Saved entries:
+++++
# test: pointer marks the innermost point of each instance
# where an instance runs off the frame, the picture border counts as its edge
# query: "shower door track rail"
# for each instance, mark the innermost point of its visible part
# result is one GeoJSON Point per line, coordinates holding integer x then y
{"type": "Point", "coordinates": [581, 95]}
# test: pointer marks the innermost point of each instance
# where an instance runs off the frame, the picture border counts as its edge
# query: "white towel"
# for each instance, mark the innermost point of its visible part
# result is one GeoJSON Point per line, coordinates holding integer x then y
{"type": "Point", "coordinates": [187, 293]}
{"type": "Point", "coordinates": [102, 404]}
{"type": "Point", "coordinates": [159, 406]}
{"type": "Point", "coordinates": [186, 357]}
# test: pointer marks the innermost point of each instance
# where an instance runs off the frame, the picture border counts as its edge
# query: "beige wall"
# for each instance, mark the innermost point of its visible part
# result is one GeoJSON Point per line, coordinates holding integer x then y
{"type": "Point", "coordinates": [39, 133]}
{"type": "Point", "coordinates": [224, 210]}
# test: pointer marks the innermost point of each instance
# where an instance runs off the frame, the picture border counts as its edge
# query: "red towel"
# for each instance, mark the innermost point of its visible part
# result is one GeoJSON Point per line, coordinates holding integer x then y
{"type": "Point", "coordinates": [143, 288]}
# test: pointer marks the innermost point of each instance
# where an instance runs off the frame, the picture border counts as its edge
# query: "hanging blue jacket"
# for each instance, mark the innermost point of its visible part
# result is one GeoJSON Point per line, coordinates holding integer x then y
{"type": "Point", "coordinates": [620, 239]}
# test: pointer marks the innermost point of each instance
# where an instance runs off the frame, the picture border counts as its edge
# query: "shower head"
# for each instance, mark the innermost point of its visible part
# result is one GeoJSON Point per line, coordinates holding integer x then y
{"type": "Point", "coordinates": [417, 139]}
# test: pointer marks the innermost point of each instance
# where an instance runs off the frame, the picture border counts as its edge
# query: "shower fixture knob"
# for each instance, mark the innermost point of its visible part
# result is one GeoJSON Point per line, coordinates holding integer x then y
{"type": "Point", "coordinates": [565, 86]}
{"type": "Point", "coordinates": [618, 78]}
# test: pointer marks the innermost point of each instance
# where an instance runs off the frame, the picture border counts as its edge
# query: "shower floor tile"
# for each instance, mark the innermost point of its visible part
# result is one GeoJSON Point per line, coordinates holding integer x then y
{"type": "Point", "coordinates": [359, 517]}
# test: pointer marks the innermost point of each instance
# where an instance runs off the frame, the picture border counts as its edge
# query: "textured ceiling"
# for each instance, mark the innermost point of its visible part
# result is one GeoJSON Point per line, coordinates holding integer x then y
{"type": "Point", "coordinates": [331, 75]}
+++++
**WHAT NEEDS TO BE DONE**. Filter the entries above and copy only the lines that hold "shower".

**SOLUTION FOR THIS EXERCISE**.
# query: "shower door track rail"
# query: "shower head"
# query: "shower fixture knob"
# query: "shower floor tile"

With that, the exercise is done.